→ **PAGE EXCERPT**:
+--
Turtles (and elephants) all the way down?

Sudalaimuthu Palaniappan palaniappa at AOL.COM
Sat Apr 17 17:42:13 UTC 2010


I have a few somewhat related questions. Does the myth of the tortoise/turtle supporting the world have anything to do with the hibernating behavior of the tortoise? Is that why in Agnicayana a tortoise is buried under the altar? For two Indology posts related to this issue, see: 
http://listserv.liv.ac.uk/cgi-bin/wa?A2=ind9807&L=INDOLOGY&P=R8806&I=-3
http://listserv.liv.ac.uk/cgi-bin/wa?A2=ind9807&L=INDOLOGY&P=R12404&I=-3

But then not all species of turtles/tortoise hibernate. I do not know if there are any tortoises/turtles in north India that hibernate. If not, could the myth have originated outside India where tortoises are known to hibernate?

Regards,
Palaniappan


On Apr 3, 2010, at 11:48 AM, John C. Huntington wrote:

> In Buddhist Art, especially early, elephants play a major role in "supporting" structural establishments Buddhist worlds, presumably paradises, although the early literature does not mention that as part of of the Buddhist architectural considerations. Pitalkhora and Karle in the western caves have elephant plinths, and the Maha-stupa at Anuradhapura has a spectacular one all around it. In all cases the elephants face the viewer and support the structure on their backs.
+--
Excerpts of location labeling data
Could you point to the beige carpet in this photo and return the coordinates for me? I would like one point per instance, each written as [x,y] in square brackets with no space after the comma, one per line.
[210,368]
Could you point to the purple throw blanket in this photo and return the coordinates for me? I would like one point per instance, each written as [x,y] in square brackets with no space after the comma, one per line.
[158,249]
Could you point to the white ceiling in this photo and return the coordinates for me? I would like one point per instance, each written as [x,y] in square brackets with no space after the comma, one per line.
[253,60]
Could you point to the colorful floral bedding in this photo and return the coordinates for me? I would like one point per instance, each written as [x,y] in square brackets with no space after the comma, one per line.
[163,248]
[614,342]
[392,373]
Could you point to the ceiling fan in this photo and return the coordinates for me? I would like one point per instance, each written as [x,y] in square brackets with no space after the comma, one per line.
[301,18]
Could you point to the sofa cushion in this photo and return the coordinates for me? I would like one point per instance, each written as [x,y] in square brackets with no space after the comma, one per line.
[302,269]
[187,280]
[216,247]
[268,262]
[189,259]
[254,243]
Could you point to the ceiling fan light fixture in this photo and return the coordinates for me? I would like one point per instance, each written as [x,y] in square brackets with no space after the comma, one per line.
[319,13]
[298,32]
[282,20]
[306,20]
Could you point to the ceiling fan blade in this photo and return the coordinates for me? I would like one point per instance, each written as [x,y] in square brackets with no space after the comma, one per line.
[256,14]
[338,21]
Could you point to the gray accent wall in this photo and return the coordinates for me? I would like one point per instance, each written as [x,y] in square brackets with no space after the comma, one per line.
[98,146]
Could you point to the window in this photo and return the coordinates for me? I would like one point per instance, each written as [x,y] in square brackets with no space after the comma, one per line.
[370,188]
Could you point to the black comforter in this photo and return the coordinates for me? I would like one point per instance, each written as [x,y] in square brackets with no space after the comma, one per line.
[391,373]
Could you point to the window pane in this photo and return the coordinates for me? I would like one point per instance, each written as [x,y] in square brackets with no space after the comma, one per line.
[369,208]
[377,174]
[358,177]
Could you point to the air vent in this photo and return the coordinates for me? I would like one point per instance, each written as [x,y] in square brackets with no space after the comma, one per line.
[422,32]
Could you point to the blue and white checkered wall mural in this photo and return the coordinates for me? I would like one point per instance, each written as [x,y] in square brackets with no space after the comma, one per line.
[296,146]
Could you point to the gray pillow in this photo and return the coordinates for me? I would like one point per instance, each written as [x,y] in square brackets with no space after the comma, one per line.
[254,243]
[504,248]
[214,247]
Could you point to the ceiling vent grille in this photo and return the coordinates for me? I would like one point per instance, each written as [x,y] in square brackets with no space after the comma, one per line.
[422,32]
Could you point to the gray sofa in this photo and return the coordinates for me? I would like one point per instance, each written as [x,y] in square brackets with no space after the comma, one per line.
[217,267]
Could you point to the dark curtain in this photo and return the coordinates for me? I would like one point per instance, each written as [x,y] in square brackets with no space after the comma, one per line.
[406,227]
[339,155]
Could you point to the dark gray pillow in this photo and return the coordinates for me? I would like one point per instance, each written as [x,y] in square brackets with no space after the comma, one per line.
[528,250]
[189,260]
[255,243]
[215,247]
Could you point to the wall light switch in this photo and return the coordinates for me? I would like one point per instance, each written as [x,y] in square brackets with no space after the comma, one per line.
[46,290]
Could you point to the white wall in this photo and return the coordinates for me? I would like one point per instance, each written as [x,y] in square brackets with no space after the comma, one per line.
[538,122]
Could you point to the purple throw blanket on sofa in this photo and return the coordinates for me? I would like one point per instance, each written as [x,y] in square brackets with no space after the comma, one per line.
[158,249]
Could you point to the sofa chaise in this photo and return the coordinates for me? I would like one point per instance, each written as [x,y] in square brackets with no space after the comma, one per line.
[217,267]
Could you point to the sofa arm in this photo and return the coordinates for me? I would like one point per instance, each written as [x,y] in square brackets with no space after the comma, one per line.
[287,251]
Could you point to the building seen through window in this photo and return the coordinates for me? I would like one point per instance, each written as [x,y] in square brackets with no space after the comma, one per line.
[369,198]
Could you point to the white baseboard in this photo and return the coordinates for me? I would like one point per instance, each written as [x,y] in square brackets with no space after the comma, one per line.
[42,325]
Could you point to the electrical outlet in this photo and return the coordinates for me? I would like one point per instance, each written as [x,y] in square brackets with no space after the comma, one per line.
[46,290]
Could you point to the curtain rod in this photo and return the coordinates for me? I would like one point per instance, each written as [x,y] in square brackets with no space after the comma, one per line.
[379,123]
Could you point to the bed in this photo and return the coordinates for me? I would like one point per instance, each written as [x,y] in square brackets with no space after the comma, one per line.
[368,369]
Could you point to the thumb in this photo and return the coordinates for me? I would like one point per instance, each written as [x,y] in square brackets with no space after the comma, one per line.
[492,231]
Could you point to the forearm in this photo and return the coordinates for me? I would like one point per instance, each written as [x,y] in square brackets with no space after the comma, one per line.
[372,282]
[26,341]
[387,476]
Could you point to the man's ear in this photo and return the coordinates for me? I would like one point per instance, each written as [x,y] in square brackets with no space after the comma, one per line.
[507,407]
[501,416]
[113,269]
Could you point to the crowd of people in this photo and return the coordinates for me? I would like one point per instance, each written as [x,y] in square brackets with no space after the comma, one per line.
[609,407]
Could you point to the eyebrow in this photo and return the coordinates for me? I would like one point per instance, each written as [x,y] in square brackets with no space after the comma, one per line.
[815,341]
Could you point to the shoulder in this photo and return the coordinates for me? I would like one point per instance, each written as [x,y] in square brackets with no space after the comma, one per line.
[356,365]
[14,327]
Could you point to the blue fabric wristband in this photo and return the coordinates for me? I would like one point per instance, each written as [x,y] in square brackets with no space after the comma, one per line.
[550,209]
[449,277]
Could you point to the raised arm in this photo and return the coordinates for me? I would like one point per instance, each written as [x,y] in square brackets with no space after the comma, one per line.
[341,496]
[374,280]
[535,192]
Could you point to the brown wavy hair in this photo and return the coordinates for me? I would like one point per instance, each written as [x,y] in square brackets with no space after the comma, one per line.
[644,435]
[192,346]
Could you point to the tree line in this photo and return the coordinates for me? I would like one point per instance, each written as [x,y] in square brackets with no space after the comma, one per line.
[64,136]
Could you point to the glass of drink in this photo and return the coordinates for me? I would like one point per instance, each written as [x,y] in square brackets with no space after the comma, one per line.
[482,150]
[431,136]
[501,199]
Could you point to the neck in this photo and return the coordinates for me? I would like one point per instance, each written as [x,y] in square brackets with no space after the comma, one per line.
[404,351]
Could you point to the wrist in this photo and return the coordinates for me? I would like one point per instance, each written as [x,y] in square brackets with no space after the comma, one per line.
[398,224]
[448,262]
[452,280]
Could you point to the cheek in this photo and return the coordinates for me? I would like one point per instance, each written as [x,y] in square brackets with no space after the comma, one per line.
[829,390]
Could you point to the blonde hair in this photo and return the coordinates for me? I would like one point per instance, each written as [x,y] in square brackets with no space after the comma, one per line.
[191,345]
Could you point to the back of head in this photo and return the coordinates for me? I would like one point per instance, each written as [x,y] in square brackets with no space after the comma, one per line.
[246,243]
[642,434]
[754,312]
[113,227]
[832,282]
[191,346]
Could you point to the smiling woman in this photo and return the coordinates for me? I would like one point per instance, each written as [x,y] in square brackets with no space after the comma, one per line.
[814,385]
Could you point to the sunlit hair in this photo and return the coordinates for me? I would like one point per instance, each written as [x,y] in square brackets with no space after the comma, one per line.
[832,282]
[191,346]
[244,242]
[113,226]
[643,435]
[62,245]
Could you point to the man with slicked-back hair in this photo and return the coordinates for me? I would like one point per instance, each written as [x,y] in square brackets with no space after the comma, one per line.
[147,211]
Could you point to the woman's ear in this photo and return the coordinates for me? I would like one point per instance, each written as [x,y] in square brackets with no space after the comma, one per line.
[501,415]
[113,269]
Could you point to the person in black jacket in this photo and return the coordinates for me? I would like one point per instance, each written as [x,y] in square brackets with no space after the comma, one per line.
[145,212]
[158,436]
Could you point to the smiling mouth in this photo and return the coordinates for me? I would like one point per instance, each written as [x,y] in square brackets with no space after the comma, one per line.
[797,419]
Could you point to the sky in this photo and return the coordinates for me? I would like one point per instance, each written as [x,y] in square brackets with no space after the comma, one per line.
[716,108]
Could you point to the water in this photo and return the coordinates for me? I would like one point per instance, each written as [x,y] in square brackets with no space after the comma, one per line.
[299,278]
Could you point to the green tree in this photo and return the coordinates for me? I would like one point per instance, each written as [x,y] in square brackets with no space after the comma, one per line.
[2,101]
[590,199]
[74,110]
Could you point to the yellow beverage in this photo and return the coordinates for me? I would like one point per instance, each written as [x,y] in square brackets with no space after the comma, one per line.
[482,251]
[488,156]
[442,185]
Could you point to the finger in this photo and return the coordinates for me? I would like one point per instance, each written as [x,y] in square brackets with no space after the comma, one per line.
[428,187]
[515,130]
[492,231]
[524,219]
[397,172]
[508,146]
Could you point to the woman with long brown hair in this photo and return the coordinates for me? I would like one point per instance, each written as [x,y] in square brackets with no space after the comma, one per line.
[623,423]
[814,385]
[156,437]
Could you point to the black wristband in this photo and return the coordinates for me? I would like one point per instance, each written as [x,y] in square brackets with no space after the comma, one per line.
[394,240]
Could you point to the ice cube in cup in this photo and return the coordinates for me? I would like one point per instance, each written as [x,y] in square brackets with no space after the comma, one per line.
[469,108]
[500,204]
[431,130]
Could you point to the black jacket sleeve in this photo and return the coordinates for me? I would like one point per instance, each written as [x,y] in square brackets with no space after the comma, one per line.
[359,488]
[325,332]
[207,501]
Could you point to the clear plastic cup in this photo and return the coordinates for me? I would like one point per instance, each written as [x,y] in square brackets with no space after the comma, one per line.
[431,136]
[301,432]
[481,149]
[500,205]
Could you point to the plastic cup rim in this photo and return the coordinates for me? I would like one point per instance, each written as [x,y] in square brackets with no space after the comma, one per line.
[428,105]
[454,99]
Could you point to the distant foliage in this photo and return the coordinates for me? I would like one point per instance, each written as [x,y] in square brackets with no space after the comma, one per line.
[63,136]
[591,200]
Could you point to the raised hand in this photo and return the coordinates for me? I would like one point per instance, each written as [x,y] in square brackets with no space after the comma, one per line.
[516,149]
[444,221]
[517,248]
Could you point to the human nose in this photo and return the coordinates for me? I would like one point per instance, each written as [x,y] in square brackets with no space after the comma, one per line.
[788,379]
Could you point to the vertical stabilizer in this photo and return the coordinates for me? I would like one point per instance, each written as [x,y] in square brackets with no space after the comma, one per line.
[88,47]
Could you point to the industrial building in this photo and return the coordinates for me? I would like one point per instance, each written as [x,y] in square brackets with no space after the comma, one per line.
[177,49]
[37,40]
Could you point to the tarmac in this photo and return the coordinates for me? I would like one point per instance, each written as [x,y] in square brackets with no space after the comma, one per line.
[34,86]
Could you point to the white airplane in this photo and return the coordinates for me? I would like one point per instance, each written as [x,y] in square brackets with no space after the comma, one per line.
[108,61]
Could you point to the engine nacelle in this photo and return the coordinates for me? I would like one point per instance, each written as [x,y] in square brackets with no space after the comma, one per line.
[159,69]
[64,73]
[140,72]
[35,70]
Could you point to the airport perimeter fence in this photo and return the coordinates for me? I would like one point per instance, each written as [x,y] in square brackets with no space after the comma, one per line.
+--
→ **JOB 1**: Copy out the listing word for word, everything from the line containing "Could you point to the engine" down to the last line of the listing.
→ **JOB 2**: Continue the post about turtles and elephants holding up the world, starting after its last sentence.

→ **OUTPUT 1**:
Could you point to the engine nacelle in this photo and return the coordinates for me? I would like one point per instance, each written as [x,y] in square brackets with no space after the comma, one per line.
[159,69]
[64,73]
[140,72]
[35,70]
Could you point to the airport perimeter fence in this photo and return the coordinates for me? I would like one point per instance, each written as [x,y] in square brackets with no space after the comma, one per line.

→ **OUTPUT 2**:
> 
> In later Buddhist art, (ca, 11th century and on) in India, Nepal and Tibet the elephant commonly figures as either throne supports under the seat of a Buddhist figure (often a Buddha) or as part of the side throne-back supports, in which they often support other, often mythic, animals.  From the existence of these I would suggest that elephants were an early (as early as we have sculpture of them) marker of the division between the mundane and the attained worlds.
> 
> As for turtles, offhand, I cannot think of a one in Buddhism. Maybe somebody else knows of some.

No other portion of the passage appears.